__Text segment__
As I discussed in the post below, the Bank of England's Andy Haldane has given yet another thoughtful speech. I've said this before, and I will say it again. It would be wonderful if the RBA shed its considerable shackles in this regard. RBA speeches are extraordinarily conservative compared with their BoE counterparts. And RBA speeches very rarely contain original research (the last I can recall is a speech on the housing market by Tony Richards). In contrast, Haldane (and his colleagues) always tries to present new analysis in their public pronouncements, even if it is sometimes simplified for easy digestion.
For mine, these differentials point to a wider institutional malaise. For largely no fault of its own, the BoE has had a bad crisis. The UK banking system collapsed. As a consequence, the reform appetite is very healthy indeed. The BoE leadership is being ruthlessly honest with the community about the changes that need to be made to protect the system from the next crisis. This is one of the perverse benefits of bad luck: you are much more motivated to work to tilt the probabilities in your favour the next time the sh-t hits the fan.
In comparison, Australia had immense good fortune. That is, we had a great crisis, and hardly felt the effects of the offshore storms – just a wee bit of turbulence. As an unsurprising consequence, the reform appetite within the RBA is weak.
Australia's good crisis has reinforced the RBA's natural conservatism and tendency to resist change (remember they opposed the creation of APRA). This has led to it obfuscating about governance problems (for example, executive leaks to journalists), obfuscating about reform challenges in preference for defending the status quo (for example, the patent unwillingness of staff to voluntarily and actively engage with the public on the moral hazard and too-big-to-fail debates of the day), obfuscating about its own unusual role in the economy (for example, arguing on the one hand that taxpayers should not wear more private sector risk, but creating new linkages between itself, a taxpayer-owned institution, and the private sector as seen by the RBA's response to BASEL III), obfuscating about financial stability risks (relentlessly talking 'up' the system and the work of regulators rather than apportioning more time to discussing the downside hazards), and a clear propensity for quashing policy innovation.
While this is perhaps a topic for another day, since the RBA is, unlike the Treasury, rarely involved in genuine policy formation (the last two years have been a limited exception to this rule), it is not culturally adept at dealing with it. When faced with policy change, its instinctive reaction is to fight to preserve the incumbent structures.

[Stored items]

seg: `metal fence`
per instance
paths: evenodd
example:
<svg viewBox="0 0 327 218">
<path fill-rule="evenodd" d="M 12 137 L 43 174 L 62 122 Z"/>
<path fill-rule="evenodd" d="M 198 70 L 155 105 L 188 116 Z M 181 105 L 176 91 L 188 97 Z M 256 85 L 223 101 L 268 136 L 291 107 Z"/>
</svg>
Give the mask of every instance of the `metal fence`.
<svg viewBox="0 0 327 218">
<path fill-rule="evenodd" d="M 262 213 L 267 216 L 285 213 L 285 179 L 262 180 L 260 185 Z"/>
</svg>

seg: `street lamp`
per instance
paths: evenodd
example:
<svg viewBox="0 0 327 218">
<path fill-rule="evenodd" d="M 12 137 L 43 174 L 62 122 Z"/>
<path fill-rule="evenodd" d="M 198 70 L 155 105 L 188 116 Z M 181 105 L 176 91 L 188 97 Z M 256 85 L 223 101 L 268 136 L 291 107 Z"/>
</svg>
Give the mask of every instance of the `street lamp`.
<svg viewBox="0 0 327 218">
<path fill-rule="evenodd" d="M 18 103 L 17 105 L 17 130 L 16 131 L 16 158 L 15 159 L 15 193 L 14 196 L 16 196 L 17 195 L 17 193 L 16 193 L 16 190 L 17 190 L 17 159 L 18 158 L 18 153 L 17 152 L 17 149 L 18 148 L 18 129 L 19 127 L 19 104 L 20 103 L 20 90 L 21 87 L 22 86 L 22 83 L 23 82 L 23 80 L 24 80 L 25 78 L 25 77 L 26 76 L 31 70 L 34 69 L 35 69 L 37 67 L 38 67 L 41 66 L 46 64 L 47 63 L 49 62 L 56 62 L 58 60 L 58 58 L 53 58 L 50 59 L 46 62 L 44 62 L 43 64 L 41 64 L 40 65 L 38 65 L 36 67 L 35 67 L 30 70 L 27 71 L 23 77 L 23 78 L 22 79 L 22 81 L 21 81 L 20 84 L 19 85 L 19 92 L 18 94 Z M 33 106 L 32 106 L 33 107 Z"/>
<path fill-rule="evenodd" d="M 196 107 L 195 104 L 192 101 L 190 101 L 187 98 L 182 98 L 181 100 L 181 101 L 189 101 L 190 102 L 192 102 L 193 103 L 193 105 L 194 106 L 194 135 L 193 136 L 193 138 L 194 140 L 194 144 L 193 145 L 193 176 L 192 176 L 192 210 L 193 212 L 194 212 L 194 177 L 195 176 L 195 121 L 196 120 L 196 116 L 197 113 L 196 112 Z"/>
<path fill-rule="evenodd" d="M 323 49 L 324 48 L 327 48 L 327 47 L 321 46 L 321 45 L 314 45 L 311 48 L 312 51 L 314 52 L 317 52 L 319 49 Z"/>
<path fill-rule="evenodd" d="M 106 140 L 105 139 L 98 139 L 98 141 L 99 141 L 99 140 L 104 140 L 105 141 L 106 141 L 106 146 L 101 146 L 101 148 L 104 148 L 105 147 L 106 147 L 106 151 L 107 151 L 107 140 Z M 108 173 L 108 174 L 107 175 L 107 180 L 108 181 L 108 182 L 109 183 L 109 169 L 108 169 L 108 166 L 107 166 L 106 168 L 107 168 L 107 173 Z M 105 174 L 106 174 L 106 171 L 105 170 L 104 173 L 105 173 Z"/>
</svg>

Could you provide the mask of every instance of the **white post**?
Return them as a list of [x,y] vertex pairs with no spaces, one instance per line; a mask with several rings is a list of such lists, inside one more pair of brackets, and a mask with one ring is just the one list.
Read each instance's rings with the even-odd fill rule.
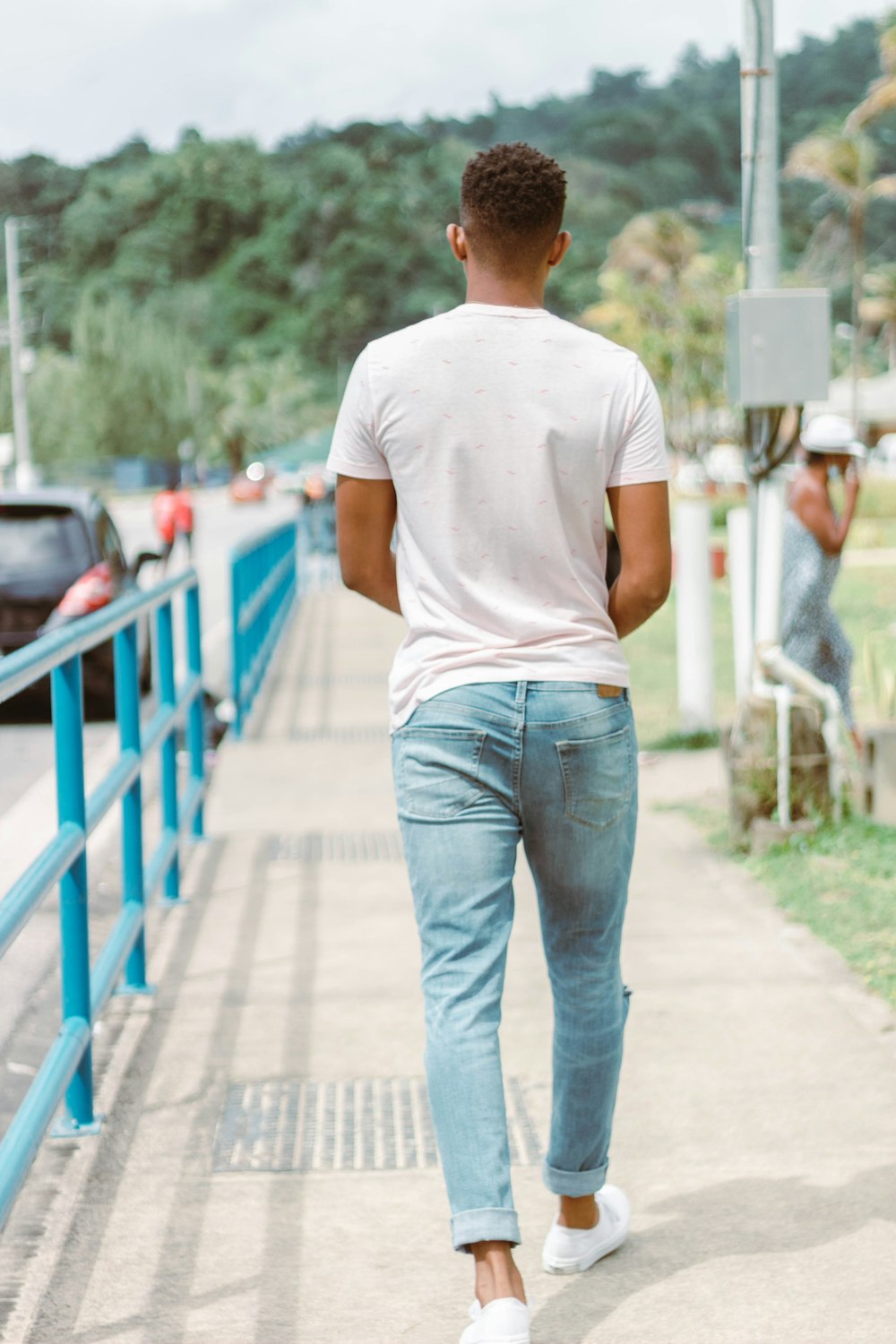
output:
[[712,675],[712,591],[709,504],[676,505],[676,630],[678,714],[684,732],[716,726]]
[[19,220],[7,219],[4,228],[7,247],[7,301],[9,305],[9,371],[12,379],[12,431],[16,441],[15,480],[19,489],[28,489],[36,476],[31,461],[28,433],[28,402],[26,398],[24,339],[21,329],[21,301],[19,297]]
[[735,642],[735,694],[740,703],[752,685],[752,562],[750,558],[750,509],[728,512],[728,574]]
[[780,581],[785,540],[785,481],[779,474],[759,482],[756,534],[756,644],[780,644]]
[[790,817],[790,687],[775,687],[778,723],[778,821],[789,827]]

__Required work__
(a) In the commentary comparing the RBA with the Bank of England, list every area the RBA is said to be obfuscating about.
(b) Go on with the commentary on the RBA and the Bank of England, starting after its last sentence.

__Set of answers__
(a)
- governance problems
- reform challenges
- its own unusual role in the economy
- financial stability risks

(b)
Now I don't want you to get the wrong impression. I am one of the Bank's biggest fans, and have showered it with nontrivial praise on recent occasions. I have regularly argued that the RBA staff are world-class. I think that generally Glenn Stevens is developing into an outstanding Governor. But I would not be a true friend of the family if I was disinclined to offer tough love.
A related concern for the RBA is its institutional DNA. This was a point raised with me only a copy of weeks ago by one of the government's most senior advisors. The RBA almost never hires high-level executives (for example, Assistant Governors) from outside the organisation. It is, frankly, intensely incestuous with a Japanese-style lifetime employment culture. In the last 20 years, there has been only one noteworthy exception to this: Bernie Fraser, who was imposed upon the Bank by Treasurer Paul Keating. And in many ways, Bernie was the best thing that ever happened to the Bank.
The point is that the RBA leadership should be looking to pro-actively diversify its gene pool before somebody else does it unilaterally. One obvious solution here is to make the next Deputy Governor appointment – or someone at a similar level – an external hire. For quite some time I argued along these lines in favour of the RBA addressing the historical absence of any females in Assistant Governor positions. And for the first time ever, they responded by making just such an appointment this week.
I have confidence that the RBA listens, and that it will seek to evolve. Unfortunately, there are not many outsiders for the RBA to listen to. The fact is that there's a critical lacuna in the media about the RBA since key commentators rely on the Bank for their 'good oil'. This is not overly healthy, as I have observed before. There is, therefore, value in independent folks, such as Stephen Kirchner and myself, offering up some objective feedback.